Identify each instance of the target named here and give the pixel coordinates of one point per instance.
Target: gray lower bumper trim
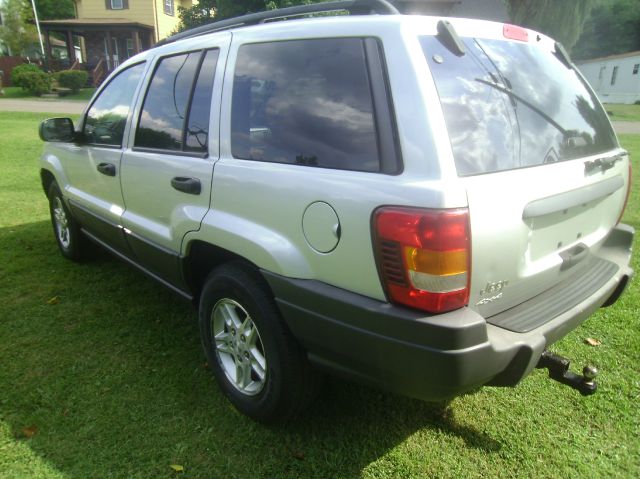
(573, 290)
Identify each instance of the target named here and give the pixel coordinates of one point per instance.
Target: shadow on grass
(106, 365)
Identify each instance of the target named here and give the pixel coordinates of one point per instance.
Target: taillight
(626, 198)
(424, 256)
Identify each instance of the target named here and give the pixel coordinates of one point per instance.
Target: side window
(166, 121)
(305, 102)
(107, 117)
(197, 133)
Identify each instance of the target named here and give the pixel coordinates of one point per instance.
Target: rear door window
(305, 102)
(511, 105)
(107, 117)
(175, 113)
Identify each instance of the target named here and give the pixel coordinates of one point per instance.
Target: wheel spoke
(243, 374)
(258, 364)
(231, 316)
(223, 342)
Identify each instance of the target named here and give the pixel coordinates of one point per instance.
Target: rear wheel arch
(203, 257)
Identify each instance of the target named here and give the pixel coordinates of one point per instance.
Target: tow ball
(559, 371)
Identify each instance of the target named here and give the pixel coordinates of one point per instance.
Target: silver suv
(420, 204)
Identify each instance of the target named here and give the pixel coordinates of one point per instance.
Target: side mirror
(57, 129)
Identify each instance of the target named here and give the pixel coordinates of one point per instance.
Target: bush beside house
(72, 79)
(31, 79)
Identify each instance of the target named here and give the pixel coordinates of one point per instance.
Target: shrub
(35, 83)
(17, 72)
(72, 79)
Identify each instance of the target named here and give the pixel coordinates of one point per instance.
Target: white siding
(599, 73)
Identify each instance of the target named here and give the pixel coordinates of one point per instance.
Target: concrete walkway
(77, 106)
(71, 107)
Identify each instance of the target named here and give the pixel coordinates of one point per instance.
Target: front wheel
(71, 242)
(256, 361)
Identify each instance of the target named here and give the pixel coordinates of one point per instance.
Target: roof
(93, 22)
(610, 57)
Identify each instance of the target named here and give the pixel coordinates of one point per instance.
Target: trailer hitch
(558, 367)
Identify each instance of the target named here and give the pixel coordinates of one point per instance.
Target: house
(110, 31)
(616, 78)
(495, 10)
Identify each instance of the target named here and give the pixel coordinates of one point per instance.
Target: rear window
(512, 105)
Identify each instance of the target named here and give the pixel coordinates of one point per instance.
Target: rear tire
(255, 359)
(71, 242)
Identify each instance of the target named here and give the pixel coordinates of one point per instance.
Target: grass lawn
(17, 92)
(101, 375)
(618, 112)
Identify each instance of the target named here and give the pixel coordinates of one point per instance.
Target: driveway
(70, 107)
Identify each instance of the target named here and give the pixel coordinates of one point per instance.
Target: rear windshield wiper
(514, 95)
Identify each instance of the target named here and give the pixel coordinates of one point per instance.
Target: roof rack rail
(354, 7)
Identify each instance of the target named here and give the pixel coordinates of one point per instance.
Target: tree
(15, 32)
(612, 28)
(562, 21)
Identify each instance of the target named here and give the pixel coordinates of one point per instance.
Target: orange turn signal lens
(440, 263)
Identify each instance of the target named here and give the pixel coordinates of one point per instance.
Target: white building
(616, 79)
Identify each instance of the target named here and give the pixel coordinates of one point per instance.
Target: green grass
(17, 92)
(112, 377)
(618, 112)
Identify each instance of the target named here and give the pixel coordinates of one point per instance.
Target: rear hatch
(545, 177)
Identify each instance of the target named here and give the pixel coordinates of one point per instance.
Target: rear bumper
(429, 357)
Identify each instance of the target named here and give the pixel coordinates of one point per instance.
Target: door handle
(108, 169)
(186, 185)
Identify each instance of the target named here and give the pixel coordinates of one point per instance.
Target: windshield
(511, 105)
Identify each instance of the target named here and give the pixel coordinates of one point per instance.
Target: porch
(95, 45)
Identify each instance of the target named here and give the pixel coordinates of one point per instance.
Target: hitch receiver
(559, 371)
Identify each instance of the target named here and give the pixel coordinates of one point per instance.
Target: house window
(117, 4)
(168, 7)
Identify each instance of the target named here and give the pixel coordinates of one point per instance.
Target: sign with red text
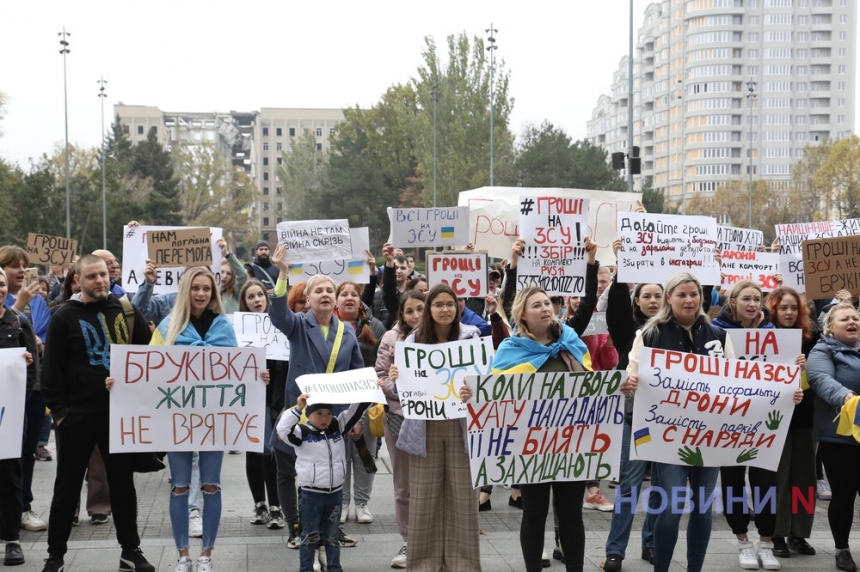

________________________

## Exercise brief
Word for word, copy every line of the data, excluding any pictures.

## Your solution
Identify each instance of the target named here and give the pixel coordinates of one point per instance.
Target: gray lower bumper trim
(573, 290)
Identify each instance of the target named here and give the pixel coordinates of one point per instance.
Target: shadow on grass
(106, 365)
Identify each instance of the target named here and give the pixel coordinates of one point per instance.
Target: taillight
(626, 198)
(424, 256)
Identify each instance of the target named here and give the pixel coordinates of one point per instance.
Target: side window
(166, 121)
(305, 102)
(107, 117)
(197, 133)
Identify each instance of the target named here and give the pixel coordinates of one point per instance.
Target: rear door window
(305, 102)
(511, 105)
(107, 117)
(175, 113)
Identify each instance of the target named here and give the pixel coordinates of one point per instance.
Target: wheel spoke
(243, 374)
(258, 364)
(231, 316)
(223, 342)
Identify each instance of the target named here and give the pixel coordinates of one point per instance.
Target: rear wheel arch
(203, 257)
Identify each instance of the target named here and give the pixel coordinates of one point per instance.
Target: tow ball
(559, 371)
Identify each instance of the target named here and give the pixel coordinates of one point per instance.
Target: silver suv
(420, 204)
Identify each instance of the target named here and give the pixel coordinates of one point per instance.
Target: side mirror
(57, 129)
Identify each instance of the target named here and give the pixel coordinates of one point per instance.
Target: bush beside house
(72, 79)
(31, 79)
Identify each instance of the target named here and give the pixel coordinates of one point per instance.
Target: shrub
(35, 83)
(17, 72)
(72, 79)
Identify each instance of the target named here and give the pixel coordinates of one point per instance.
Target: white siding
(599, 73)
Identify each instance of the target named here and give the pixel coordinates of one point per instance.
Target: concrete walkway
(77, 106)
(71, 107)
Identify each instance of the target named here and give the pixel coordinates of one point per instance.
Target: front wheel
(71, 242)
(256, 361)
Identify each instance of the target named here and give the pixel coordinates of one point per instance.
Target: roof
(93, 22)
(610, 57)
Identify each instance of the target named here and give the pixel coordinates of one point per instance.
Target: trailer hitch
(558, 367)
Identify each instance of the target named here and give the pixel coordinates of one point per instance.
Target: house
(110, 31)
(616, 78)
(495, 10)
Identify each instance of the target named here and give the pixel coordinates of one point per instance.
Target: rear window
(512, 105)
Identify each instance of the target named here and give the pixel coordinates of one point per instance.
Target: rear tire
(255, 359)
(71, 242)
Identify each instance of the target named here and give the pixel coordinates of one point per instance.
Target: grass lawn
(17, 92)
(101, 375)
(618, 112)
Identify each instance of the target named here and give the pixel coordinates of one point per instance.
Target: driveway
(70, 107)
Identify each instance of the target named here and give the pixel coordinates of one point per instance.
Target: rear windshield wiper
(514, 95)
Identify each instance of the target named here and give the pixel coordinates of one point per instance.
Target: roof rack rail
(354, 7)
Identify each instance of the target named here and give the pixel coordinates of one point per instance.
Target: tree
(15, 32)
(612, 28)
(562, 21)
Identify each instance of the target named here and give the pixel coordinates of one point per instance.
Target: orange turn signal lens
(440, 263)
Identify each instance of the target named here and give the pixel coordinates of one point per instance.
Target: white building
(616, 79)
Identify each instance of the target named here and give the pixel coordinates of one point per instance.
Target: green grass
(17, 92)
(112, 377)
(618, 112)
Identify each instance of the target named here and give the pixel coordinates of one point per instance.
Target: rear hatch
(545, 177)
Identify each instance of the target named here and give the pixel coordinates of one point per instance.
Target: rear bumper
(429, 357)
Identify each instance of the target named here and give the pixel coordinates of one point per instance.
Target: door handle
(108, 169)
(186, 185)
Identify each instance of the target named here and give the pixel coordinates of one point per instance.
Target: windshield
(511, 105)
Identify each instance of the target named here and give the pixel coordinates of one point per instance.
Target: porch
(95, 45)
Identify each instance of the target named here and give the pixel coordinates of one point per instance.
Target: hitch receiver
(559, 371)
Identify each instance of the target named here and give the pixel coordinates of one point per instance.
Target: house window
(117, 4)
(168, 7)
Identify each instance of the target named here and give the pixel coordinates of one point per instance.
Target: sign with red text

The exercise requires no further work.